### İstek 1
Kayıtlarda "Guideline: for every instance of the man's fingers, drop" ifadesinin geçtiği satırdan başlayıp "column 739, row 515" ifadesinin geçtiği satıra kadar uzanan satırları, bu iki satır da dahil olmak üzere, hiçbir değişiklik yapmadan yeniden yazın.

### Sunulan metin
Reklam
Reklam
Ümmiye YILMAZ

Ümmiye YILMAZ

Şafak Türküsü

OYUNCAK BEBEK

07 Nisan 2021 - 13:59

                                     
Çocukken plastik bebeklerimiz vardı bizim. Çabuk kırılan hepsinin yüz ifadesi aynı olan bebeklerden bahsediyorum. Gülüyor mu yoksa ağlıyor mu belli olmuyordu. Gözleri donuk ve tüm uzuvları hareketsizdi.
Biz kalabalık bir ailede üç kız çocuğu olarak büyüdüğümüzden tek bebekle hepimizin oynarken ne kadar hassas davrandığımızı da hiç unutmuyorum. Olurda bebeğe bir zarar gelir de bebeksiz kalırız diye adeta ödümüz kopuyordu. Şimdi çocuklar öyle değiller. Bir sürü oyuncak ve çoğu kırık dökük. Hemen yenisi alınabiliyor ve her şekilde ulaşılabiliyor çünkü…
O dönemlerde insanlar her şeye hassas davranırlardı. Hayvanlara hassas davranırdık. Artık yemek kalsa mutlaka herkesin bahçesinde bekleyen bir kedi bir köpek olurdu. Şimdi kuru mama yemekten hayvanların gözleri donuklaştı. O dönem insanlar birbirlerinin yüzüne kabahatleri bile olsa açıkça vuramazlardı. Düşünün oyuncak bebeğe bile hassas davranmayı düşünen çocuk arkadaşlarına çevresindeki canlılara zarar verebilir miydi?
Biz de oyun oynarken o et bebeklerden görmeye başladık diğer arkadaşlarımızın ellerinde. Sokaklarda oynadığımız zamanlar tabi o zamanlar. Özgürce çamura güneşe ellerimizle dokunabildiğimiz yıllardı işte…
Sonra babam araştırdı bu bebekler nerden alınabiliyordu? Çünkü sürekli o bebeklerin hayaliyle yaşar olmuştuk. Her akşam evde mutlaka bu bebeklerin konusu geçmese olmazdı. Elinde Pazar arabasıyla sokak sokak gezen, sürekli üst üste giyinen tombul, pembe yanaklı bu teyze bir gün babamın dükkânına gelmişti. Kendine ufak bir dolap lazım olduğunu anlatmıştı. Babamın ufak bir marangoz dükkânı vardı. Babam hallederiz demiş tabi o da tüm hikâyesini babama anlatmıştı.

### İstek 2
Çocukluktaki oyuncak bebekleri anlatan yazıyı son cümlesinin ardından sürdürün.

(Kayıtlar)
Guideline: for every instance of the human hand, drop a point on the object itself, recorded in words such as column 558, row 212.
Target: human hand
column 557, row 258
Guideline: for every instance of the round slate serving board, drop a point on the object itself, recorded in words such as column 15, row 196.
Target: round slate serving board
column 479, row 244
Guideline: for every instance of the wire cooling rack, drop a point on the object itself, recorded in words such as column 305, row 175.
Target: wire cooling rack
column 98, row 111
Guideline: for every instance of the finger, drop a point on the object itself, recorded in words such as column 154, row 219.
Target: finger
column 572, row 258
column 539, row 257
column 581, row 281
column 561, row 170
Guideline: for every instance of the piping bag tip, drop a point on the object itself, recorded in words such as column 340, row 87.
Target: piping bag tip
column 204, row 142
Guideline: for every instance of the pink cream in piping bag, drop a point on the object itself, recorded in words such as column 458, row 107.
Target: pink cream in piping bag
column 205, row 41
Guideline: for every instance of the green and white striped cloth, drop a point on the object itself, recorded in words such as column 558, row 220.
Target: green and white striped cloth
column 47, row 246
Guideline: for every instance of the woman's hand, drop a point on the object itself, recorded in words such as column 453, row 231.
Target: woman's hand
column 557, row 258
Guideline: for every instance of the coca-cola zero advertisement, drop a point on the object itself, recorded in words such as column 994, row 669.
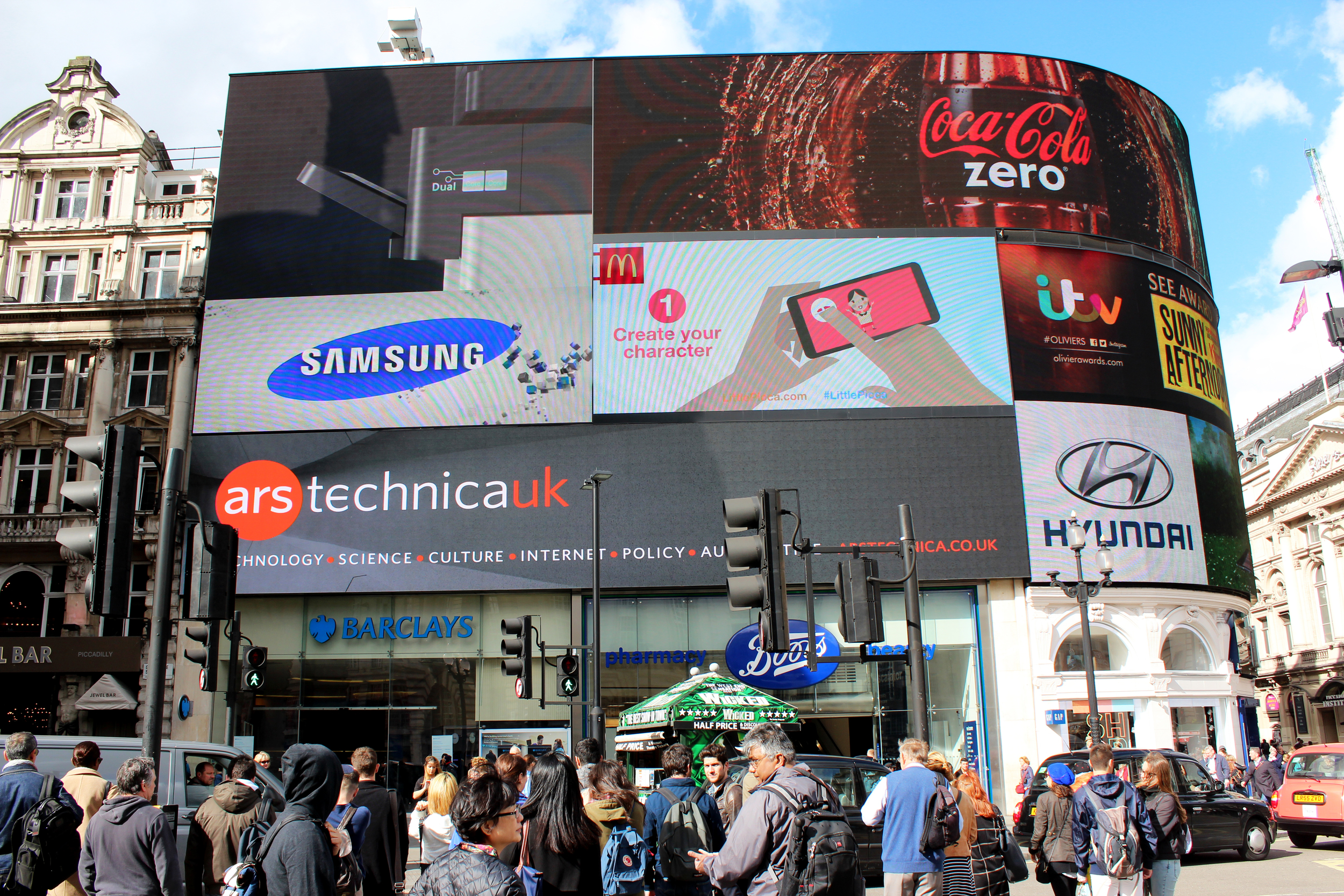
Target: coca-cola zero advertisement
column 828, row 141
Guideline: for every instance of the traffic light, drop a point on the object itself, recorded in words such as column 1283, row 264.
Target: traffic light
column 206, row 656
column 861, row 601
column 254, row 669
column 112, row 497
column 214, row 571
column 568, row 675
column 518, row 652
column 762, row 551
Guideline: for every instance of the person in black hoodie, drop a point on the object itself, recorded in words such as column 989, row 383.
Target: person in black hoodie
column 131, row 848
column 297, row 852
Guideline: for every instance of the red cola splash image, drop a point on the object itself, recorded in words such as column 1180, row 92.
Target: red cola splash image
column 826, row 141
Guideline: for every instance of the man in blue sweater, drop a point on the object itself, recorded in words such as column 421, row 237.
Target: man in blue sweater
column 902, row 800
column 676, row 781
column 20, row 786
column 1111, row 790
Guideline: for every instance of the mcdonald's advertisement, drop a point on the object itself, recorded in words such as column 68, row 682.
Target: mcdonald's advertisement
column 1088, row 326
column 770, row 323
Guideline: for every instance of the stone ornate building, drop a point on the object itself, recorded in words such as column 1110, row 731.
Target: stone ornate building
column 1292, row 458
column 103, row 260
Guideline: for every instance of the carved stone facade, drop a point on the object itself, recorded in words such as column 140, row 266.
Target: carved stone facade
column 103, row 261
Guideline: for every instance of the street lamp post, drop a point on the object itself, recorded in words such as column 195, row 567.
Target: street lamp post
column 598, row 722
column 1082, row 591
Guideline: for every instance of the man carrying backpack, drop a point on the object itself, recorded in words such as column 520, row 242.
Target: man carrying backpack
column 760, row 840
column 20, row 790
column 1113, row 832
column 681, row 819
column 131, row 847
column 901, row 802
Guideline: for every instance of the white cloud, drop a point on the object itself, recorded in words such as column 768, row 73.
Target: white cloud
column 651, row 27
column 1254, row 98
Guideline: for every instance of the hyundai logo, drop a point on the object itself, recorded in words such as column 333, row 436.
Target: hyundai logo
column 1114, row 473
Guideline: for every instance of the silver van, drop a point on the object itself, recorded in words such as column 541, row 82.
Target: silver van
column 179, row 766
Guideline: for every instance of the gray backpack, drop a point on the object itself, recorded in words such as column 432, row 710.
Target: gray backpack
column 684, row 829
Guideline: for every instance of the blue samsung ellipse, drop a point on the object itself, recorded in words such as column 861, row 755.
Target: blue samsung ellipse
column 289, row 381
column 780, row 671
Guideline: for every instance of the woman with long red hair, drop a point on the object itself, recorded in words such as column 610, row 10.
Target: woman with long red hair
column 987, row 856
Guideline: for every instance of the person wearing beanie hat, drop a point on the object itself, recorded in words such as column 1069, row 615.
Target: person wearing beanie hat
column 1053, row 837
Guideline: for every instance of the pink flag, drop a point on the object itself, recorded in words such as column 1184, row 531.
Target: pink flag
column 1300, row 312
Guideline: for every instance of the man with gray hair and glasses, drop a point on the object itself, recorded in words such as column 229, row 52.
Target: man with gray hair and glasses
column 902, row 800
column 131, row 847
column 20, row 789
column 759, row 837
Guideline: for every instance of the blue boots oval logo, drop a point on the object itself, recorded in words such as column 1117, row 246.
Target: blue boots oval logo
column 321, row 629
column 391, row 359
column 780, row 671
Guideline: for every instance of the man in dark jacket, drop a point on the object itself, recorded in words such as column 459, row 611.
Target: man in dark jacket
column 676, row 781
column 297, row 854
column 20, row 786
column 388, row 840
column 218, row 825
column 1111, row 792
column 1262, row 776
column 131, row 847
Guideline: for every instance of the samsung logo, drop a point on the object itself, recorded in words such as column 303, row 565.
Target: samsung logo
column 391, row 359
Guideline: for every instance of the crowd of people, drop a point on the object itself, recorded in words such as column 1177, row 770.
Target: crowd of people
column 552, row 825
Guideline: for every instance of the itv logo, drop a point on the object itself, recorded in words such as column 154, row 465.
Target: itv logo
column 620, row 267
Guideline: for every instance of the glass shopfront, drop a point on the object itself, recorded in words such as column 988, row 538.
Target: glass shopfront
column 651, row 642
column 391, row 672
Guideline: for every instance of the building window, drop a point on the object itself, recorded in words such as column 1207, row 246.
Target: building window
column 46, row 382
column 147, row 489
column 1323, row 604
column 160, row 277
column 11, row 378
column 148, row 382
column 1184, row 650
column 1109, row 653
column 84, row 367
column 58, row 284
column 33, row 480
column 72, row 198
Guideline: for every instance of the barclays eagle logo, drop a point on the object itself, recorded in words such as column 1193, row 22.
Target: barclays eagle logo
column 321, row 629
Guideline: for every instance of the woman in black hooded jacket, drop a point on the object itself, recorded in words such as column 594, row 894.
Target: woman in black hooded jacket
column 485, row 814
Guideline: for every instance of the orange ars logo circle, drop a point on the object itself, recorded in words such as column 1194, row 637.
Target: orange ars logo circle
column 260, row 499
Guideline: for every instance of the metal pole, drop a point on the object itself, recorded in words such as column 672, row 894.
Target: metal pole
column 163, row 609
column 232, row 687
column 914, row 649
column 598, row 723
column 1089, row 671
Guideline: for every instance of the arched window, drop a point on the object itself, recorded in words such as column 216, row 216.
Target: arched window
column 1323, row 602
column 1184, row 650
column 22, row 601
column 1109, row 652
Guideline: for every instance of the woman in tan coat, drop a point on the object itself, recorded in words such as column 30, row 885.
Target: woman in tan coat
column 957, row 879
column 89, row 789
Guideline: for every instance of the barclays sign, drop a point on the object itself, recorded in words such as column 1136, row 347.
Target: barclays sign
column 780, row 671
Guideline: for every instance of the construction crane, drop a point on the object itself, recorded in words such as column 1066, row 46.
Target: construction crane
column 1323, row 199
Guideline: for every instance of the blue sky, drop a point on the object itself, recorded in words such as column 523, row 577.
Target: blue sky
column 1253, row 82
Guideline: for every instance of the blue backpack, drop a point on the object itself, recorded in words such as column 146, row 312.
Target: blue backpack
column 624, row 862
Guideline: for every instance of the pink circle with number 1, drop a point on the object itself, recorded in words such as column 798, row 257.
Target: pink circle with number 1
column 667, row 305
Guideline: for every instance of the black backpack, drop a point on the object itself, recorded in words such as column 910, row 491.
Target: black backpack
column 44, row 843
column 820, row 855
column 942, row 820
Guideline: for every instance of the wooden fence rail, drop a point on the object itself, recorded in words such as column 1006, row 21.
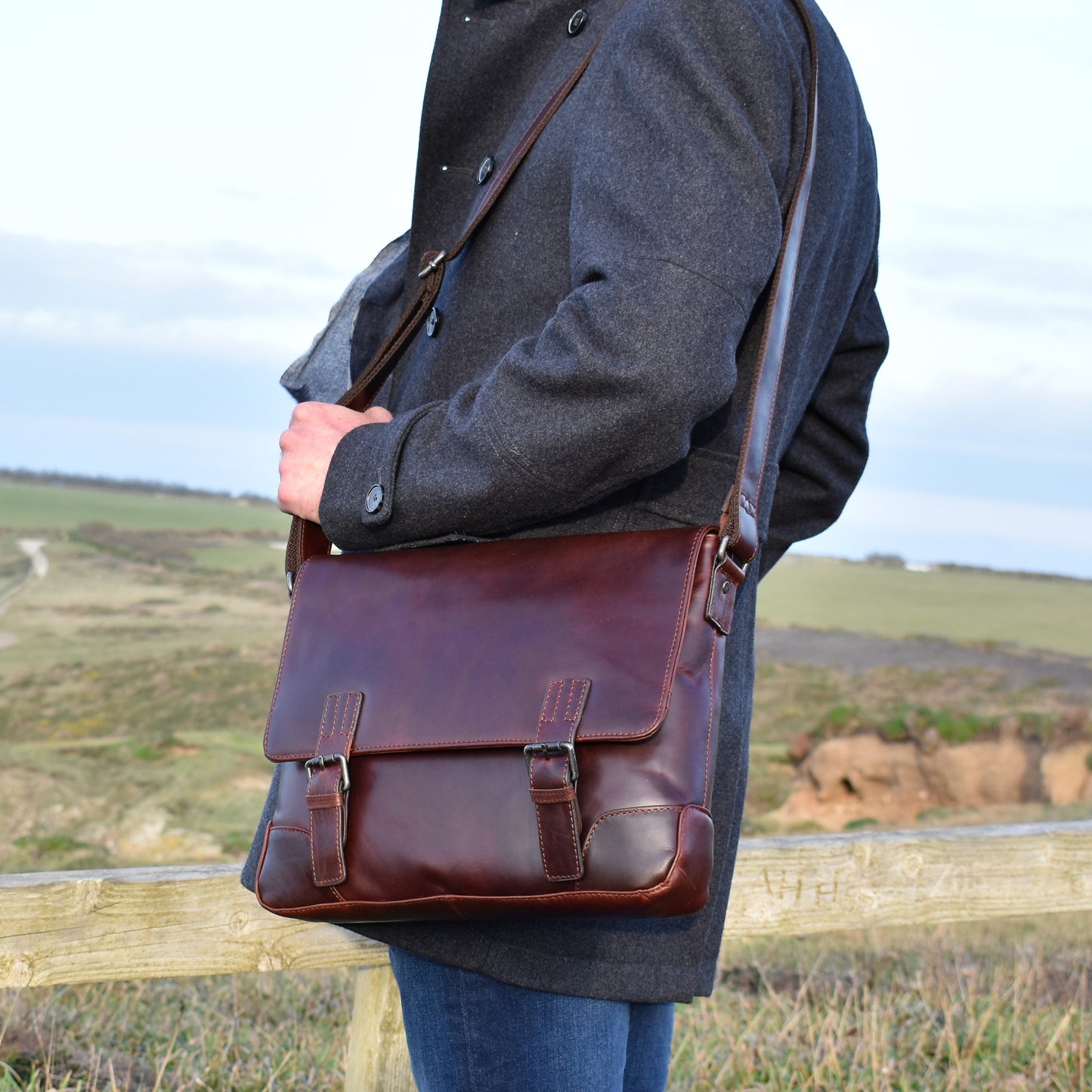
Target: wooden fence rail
column 151, row 923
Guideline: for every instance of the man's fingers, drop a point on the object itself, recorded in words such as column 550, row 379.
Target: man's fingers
column 308, row 444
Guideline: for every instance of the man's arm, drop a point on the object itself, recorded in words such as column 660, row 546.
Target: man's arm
column 827, row 454
column 665, row 269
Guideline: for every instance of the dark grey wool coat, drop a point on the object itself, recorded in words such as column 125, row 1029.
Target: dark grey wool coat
column 591, row 342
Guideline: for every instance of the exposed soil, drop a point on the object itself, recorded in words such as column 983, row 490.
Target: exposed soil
column 865, row 778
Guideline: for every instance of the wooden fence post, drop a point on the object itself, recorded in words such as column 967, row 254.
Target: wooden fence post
column 377, row 1060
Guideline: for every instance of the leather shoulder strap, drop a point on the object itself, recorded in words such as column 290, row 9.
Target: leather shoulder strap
column 739, row 515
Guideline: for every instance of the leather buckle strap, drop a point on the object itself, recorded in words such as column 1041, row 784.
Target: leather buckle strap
column 328, row 785
column 552, row 773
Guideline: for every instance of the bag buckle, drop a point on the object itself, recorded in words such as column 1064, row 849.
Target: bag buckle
column 724, row 559
column 552, row 750
column 321, row 761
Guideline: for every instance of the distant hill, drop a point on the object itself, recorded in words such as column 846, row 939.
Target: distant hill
column 47, row 503
column 57, row 480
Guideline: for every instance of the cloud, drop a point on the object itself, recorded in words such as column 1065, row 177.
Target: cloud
column 230, row 301
column 212, row 456
column 934, row 527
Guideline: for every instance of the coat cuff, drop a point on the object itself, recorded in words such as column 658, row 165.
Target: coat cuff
column 358, row 496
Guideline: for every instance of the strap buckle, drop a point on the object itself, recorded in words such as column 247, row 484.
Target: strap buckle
column 435, row 263
column 321, row 761
column 724, row 559
column 552, row 750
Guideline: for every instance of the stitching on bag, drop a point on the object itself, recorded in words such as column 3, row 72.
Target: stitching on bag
column 672, row 657
column 673, row 654
column 322, row 723
column 517, row 900
column 568, row 706
column 284, row 655
column 631, row 812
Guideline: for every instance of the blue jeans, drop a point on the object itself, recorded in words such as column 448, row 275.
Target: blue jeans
column 469, row 1033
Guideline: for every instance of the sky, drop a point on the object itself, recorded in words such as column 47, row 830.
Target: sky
column 186, row 191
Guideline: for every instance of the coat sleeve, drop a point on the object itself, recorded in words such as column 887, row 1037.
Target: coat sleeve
column 370, row 307
column 827, row 454
column 674, row 228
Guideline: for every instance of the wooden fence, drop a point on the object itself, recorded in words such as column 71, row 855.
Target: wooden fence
column 152, row 923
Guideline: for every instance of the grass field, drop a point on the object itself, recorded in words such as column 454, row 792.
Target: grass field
column 44, row 508
column 961, row 605
column 135, row 676
column 1004, row 1007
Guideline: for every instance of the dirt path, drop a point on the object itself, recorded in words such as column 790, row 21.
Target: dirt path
column 861, row 652
column 37, row 569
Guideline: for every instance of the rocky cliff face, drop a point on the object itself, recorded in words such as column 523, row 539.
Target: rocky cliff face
column 865, row 777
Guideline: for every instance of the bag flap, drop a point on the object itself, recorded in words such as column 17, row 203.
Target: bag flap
column 454, row 645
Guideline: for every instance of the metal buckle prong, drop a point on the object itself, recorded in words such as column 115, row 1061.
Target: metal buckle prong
column 432, row 265
column 724, row 558
column 321, row 761
column 551, row 750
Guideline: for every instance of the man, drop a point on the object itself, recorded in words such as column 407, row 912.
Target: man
column 579, row 373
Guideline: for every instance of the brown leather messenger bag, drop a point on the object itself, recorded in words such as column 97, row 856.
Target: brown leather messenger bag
column 513, row 728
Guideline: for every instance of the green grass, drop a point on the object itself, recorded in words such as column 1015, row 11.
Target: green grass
column 974, row 606
column 1001, row 1006
column 48, row 508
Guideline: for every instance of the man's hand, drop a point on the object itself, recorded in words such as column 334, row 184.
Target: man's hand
column 308, row 444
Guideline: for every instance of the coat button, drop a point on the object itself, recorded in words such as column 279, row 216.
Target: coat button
column 485, row 169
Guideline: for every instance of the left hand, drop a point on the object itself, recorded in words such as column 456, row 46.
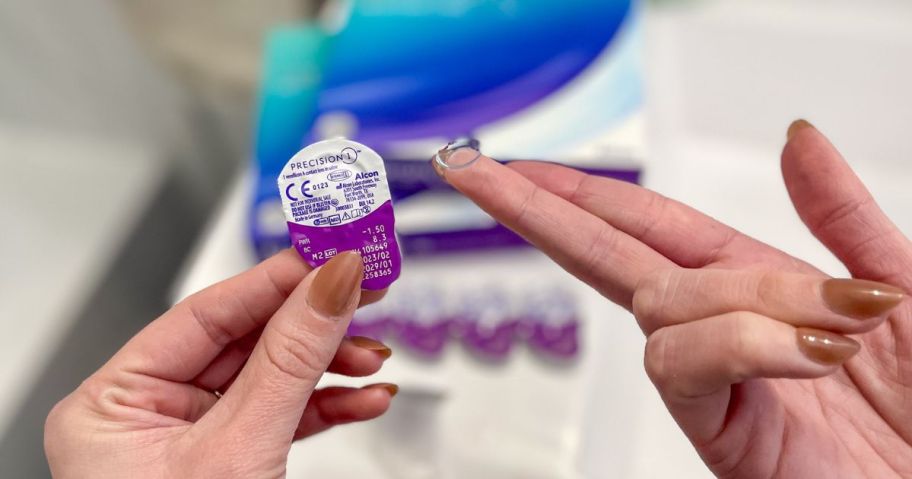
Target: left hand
column 263, row 339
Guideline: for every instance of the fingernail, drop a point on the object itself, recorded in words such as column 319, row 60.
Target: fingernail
column 797, row 126
column 859, row 298
column 390, row 387
column 336, row 284
column 372, row 345
column 826, row 347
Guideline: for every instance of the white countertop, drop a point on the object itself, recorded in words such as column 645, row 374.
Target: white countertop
column 50, row 240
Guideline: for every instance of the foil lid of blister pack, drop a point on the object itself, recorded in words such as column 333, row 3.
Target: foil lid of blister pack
column 335, row 198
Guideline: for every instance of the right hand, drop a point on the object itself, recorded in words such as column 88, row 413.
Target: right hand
column 727, row 316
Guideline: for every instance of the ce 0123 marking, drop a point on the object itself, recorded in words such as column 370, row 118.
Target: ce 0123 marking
column 305, row 190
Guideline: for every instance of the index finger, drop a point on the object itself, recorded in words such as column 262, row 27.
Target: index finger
column 673, row 229
column 606, row 258
column 181, row 343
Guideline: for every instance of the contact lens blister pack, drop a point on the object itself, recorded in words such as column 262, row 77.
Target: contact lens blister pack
column 335, row 198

### Nihai sonuç 1
Guideline: for every instance of the man's fingers, drop a point on the object itself, recorded in words such as column 550, row 379.
Target: man's fingers
column 308, row 444
Guideline: for every instance of the man's arm, drop a point on the object itself, recorded in words such as column 660, row 546.
Target: man's arm
column 827, row 454
column 665, row 269
Guideline: for every instance of the dark grey wool coat, drop a point on the object itself, recorded in words such as column 125, row 1029.
Target: dark grey wool coat
column 591, row 342
Guideline: for every instance of the exposed soil, drop a point on the object itself, recorded in words such as column 983, row 490.
Target: exposed soil
column 865, row 778
Guideline: for every instance of the wooden fence post, drop a point on the object itself, recorded in words such as column 967, row 254.
Target: wooden fence post
column 377, row 1060
Guideline: for every instance of the leather shoulder strap, drop a point on the object itself, recorded in words such as column 290, row 9.
Target: leather shoulder strap
column 739, row 515

### Nihai sonuç 2
Romanya’da yaşarken eşi vefat etmişti. Yoksulluktan kaçarak buralara geldiğini anlatmıştı. Sovyetler birliğinin parçalanmasıyla Romanya’dan bebek getirmeye başlamıştı. Bazen kıyafet getirip sattığını, başka bir şeye ihtiyaç olursa tedarik edebileceğini babama açık yüreklilikle anlatmıştı. Porselen tabak Türkiye’de o yıllarda çok bulunmuyordu. Parlak, pembe gülleri olan çay takımlarını getirip satıyordu.
 Bizim çocuklar bebek istiyor demiş. Kadında en az üç ay içinde getirebileceğini söylemiş. Tabi biz bunu duyunca dünyalar bizim oldu. Kadın her kapımızın önünden geçtiğinde o zamanki çocuk aklımızla “ne oldu bizim bebek ?” diyerek sormaya başladık.
İlk altı ay bebek gelmedi. Sonraki altı ayı da biz bebeği bekleyerek geçirdik. Ertesi sene bebek geldiğinde ben okula başladığım için bebekle oynayamadım. Derslerim çoktu ve okumayı öğrendiğim için kitap okumaya yönelmiştim.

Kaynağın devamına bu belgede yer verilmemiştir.